── ITEMS
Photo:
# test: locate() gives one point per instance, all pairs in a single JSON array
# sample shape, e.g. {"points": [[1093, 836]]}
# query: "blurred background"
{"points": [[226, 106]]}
────
__GIVEN EXERCISE__
Put each nonblank line of the material above into a Markdown table with the columns No. and Line, numbering the rows in order.

__ANSWER TO THIS TASK__
| No. | Line |
|---|---|
| 1 | Photo: |
| 2 | # test: locate() gives one point per instance, all pairs in a single JSON array |
| 3 | # sample shape, e.g. {"points": [[1093, 836]]} |
| 4 | # query: "blurred background" |
| 5 | {"points": [[226, 106]]} |